## Text:
Start of Block
Who watches the watchers? It really ain’t that simple…

There is an article in The Guardian by Paddy Ashdown that falls at the first fence… i.e the tagline at the very top…

NSA surveillance: who watches the watchers? It’s not the widening of state intrusion that’s wrong, but the weakening of the safeguards that should be there to protect us

No that is the key error. It is not the lack of safeguard that is the issue, it is the huge amount of power in the hands of the state. It is indeed the widening of state intrusion that is wrong because there are simply no ‘safeguards’ that can stop the abuse of that amount of power by whoever currently controls the political process.

As has been said before, this is not a “left vs. right” issue, it is a “top vs. bottom” issue. NO ONE and NO INSTITUTION can be trusted with that kind of power. Ashdown is one of the people at the top, there is simply no way for him to understand.

19 comments to Who watches the watchers? It really ain’t that simple…

  • Paul Marks

    Good post.

  • Edward Smith

    This is off topic, but I am curious … when I look at my History tab, visits to Samizdata don’t show up. What is Samizdata doing that other sites are not?

    (Editor: It shows up for me using Firefox or Chrome just fine, Edward)

  • James Waterton

    And it seems contradictory. Obviously “safeguards” will need to be wound back if widening of state intrusion is going to be effective.

  • James Waterton

    And the “if you’ve done nothing wrong, you’ve got nothing to fear” argument is rearing its ugly head again. Yeah, tell that to the shareholders and deposit holders of the perfectly solvent Icelandic bank driven to collapse because Gordon Brown disgracefully confiscated its assets by activating the anti-terror laws. Why? Because another Icelandic bank had gone under and Brown wanted to compensate the British depositors with someone’s – anyone’s – money.

  • Lee Moore

    I’m afraid I didn’t even get to the first fence, I refused. As soon as Perry mentioned Paddy Ashdown. Difficult to imagine a more relentlessly self important prat.

  • Tedd

    Edward, Samizdata was probably expunged from your history log by the NSA.

    Paddy Ashdown looks like he could be the killer on an episode of Midsomer Murders. He doesn’t happen to drive a German car, does he? I watch enough British TV to know that bad guys over there drive German cars.

  • Mr Ed

    If you’ve done nothing wrong…., no one has any business knowing what you are doing.

  • Note Paddy Ashdown fails to declare an interest here – he is a former MI6 officer.
End of Block
## Brief a:
Can you render the records, from their first line up to and including the line containing "positive clicks: (58, 17) (32, 61) (60, 24)", as a JSON list of strings with one string per line and blank lines left out?

## Information supplied:
Start of Block
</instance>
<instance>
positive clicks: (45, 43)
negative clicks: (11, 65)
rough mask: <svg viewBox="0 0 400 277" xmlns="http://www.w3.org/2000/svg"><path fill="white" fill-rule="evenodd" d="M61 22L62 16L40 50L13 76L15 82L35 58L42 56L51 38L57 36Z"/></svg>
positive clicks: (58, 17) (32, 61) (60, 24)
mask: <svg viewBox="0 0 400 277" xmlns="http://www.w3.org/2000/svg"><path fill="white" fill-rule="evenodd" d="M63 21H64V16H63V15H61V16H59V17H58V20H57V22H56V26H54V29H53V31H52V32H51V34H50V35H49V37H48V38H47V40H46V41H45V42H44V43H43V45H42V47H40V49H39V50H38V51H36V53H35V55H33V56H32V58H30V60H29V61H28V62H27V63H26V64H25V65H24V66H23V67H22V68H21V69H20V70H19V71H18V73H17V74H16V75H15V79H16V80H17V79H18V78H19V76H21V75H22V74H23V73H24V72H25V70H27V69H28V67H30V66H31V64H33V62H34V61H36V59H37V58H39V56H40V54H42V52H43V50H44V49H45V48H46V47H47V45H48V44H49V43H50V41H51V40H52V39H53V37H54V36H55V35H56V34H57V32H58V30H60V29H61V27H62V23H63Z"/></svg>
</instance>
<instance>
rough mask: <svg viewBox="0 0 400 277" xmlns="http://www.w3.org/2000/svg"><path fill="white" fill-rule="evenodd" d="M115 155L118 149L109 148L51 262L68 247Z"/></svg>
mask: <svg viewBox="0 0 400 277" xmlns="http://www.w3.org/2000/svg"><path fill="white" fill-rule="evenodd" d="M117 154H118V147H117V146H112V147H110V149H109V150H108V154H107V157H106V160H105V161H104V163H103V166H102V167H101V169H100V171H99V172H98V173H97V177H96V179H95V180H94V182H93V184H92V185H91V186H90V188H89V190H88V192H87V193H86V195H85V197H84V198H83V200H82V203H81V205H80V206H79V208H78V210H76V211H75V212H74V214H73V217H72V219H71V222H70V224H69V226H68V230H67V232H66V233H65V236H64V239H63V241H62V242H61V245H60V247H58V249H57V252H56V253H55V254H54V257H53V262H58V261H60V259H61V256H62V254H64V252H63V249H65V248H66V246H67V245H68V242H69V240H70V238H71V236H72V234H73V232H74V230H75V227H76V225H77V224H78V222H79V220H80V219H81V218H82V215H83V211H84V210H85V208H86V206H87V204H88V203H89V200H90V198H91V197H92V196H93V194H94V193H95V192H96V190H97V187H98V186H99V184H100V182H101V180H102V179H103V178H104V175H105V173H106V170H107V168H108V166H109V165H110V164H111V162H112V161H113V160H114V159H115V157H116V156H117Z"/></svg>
End of Block
## Brief b:
In the post on state surveillance, can you rewrite the passage from "19 comments to" up to and including "sites are not?" with "Samizdata" renamed to "this blog"?

## Result a:
[
  "</instance>",
  "<instance>",
  "positive clicks: (45, 43)",
  "negative clicks: (11, 65)",
  "rough mask: <svg viewBox=\"0 0 400 277\" xmlns=\"http://www.w3.org/2000/svg\"><path fill=\"white\" fill-rule=\"evenodd\" d=\"M61 22L62 16L40 50L13 76L15 82L35 58L42 56L51 38L57 36Z\"/></svg>",
  "positive clicks: (58, 17) (32, 61) (60, 24)"
]

## Result b:
19 comments to Who watches the watchers? It really ain’t that simple…

  • Paul Marks

    Good post.

  • Edward Smith

    This is off topic, but I am curious … when I look at my History tab, visits to this blog don’t show up. What is this blog doing that other sites are not?